Task statement -
Write out, word for word, the part of the passage below on colonial growth that runs from "The human body" up to and including "is longer preserv’d.".

The remarker thinks that our people in America, “finding no check from Canada would extend themselves almost without bounds into the inland parts, and increase infinitely from all causes.” The very reason he assigns for their so extending, and which is indeed the true one, their being “invited to it by the pleasantness, fertility and plenty of the country,” may satisfy us, that this extension will continue to proceed as long as there remains any pleasant fertile country within their reach. And if we even suppose them confin’d by the waters of the Mississipi westward, and by those of St. Laurence and the lakes to the northward, yet still we shall leave them room enough to increase even in the sparse manner of settling now practis’d there, till they amount to perhaps a hundred millions of souls. This must take some centuries to fulfil, and in the mean time, this nation must necessarily supply them with the manufactures they consume, because the new settlers will be employ’d in agriculture, and the new settlements will so continually draw off the spare hands from the old, that our present colonies will not, during the period we have mention’d find themselves in a condition to manufacture even for their own inhabitants, to any considerable degree, much less for those who are settling behind them. Thus our trade must, till that country becomes as fully peopled as England, that is for centuries to come, be continually increasing, and with it our naval power; because the ocean is between us and them, and our ships and seamen must increase as that trade increases.
The human body and the political differ in this, that the first is limited by nature to a certain stature, which, when attain’d, it cannot, ordinarily, exceed; the other by better government and more prudent police, as well as by change of manners and other circumstances, often takes fresh starts of growth, after being long at a stand; and may add tenfold to the dimensions it had for ages been confined to. The mother being of full stature, is in a few years equal’d by a growing daughter: but in the case of a mother country and her colonies, it is quite different. The growth of the children tends to encrease the growth of the mother, and so the difference and superiority is longer preserv’d.

Provided information -
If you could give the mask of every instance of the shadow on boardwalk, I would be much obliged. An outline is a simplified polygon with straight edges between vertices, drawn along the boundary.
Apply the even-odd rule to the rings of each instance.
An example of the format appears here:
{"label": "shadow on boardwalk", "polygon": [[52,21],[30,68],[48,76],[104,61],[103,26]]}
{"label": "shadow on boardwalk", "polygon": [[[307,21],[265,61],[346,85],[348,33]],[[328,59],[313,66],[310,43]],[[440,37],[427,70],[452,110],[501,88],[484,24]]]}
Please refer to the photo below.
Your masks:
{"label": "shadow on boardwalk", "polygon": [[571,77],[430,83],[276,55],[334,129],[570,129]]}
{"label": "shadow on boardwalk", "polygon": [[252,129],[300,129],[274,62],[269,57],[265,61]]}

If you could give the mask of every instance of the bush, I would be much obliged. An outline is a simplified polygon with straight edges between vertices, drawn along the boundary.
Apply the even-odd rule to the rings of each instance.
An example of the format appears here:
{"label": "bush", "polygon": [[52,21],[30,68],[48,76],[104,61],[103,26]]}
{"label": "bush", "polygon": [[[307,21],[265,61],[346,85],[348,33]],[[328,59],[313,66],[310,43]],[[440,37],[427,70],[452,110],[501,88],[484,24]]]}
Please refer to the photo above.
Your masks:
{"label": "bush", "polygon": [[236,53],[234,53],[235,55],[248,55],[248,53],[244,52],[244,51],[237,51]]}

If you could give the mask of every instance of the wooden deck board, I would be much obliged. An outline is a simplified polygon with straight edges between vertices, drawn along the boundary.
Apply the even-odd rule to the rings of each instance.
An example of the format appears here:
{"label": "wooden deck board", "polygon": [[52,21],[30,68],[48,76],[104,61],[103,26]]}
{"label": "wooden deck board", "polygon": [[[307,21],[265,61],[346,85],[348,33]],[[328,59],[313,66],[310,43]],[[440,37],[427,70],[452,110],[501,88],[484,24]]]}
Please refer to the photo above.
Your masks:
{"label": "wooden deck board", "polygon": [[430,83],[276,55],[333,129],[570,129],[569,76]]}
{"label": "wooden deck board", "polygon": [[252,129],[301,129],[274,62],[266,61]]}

The result -
The human body and the political differ in this, that the first is limited by nature to a certain stature, which, when attain’d, it cannot, ordinarily, exceed; the other by better government and more prudent police, as well as by change of manners and other circumstances, often takes fresh starts of growth, after being long at a stand; and may add tenfold to the dimensions it had for ages been confined to. The mother being of full stature, is in a few years equal’d by a growing daughter: but in the case of a mother country and her colonies, it is quite different. The growth of the children tends to encrease the growth of the mother, and so the difference and superiority is longer preserv’d.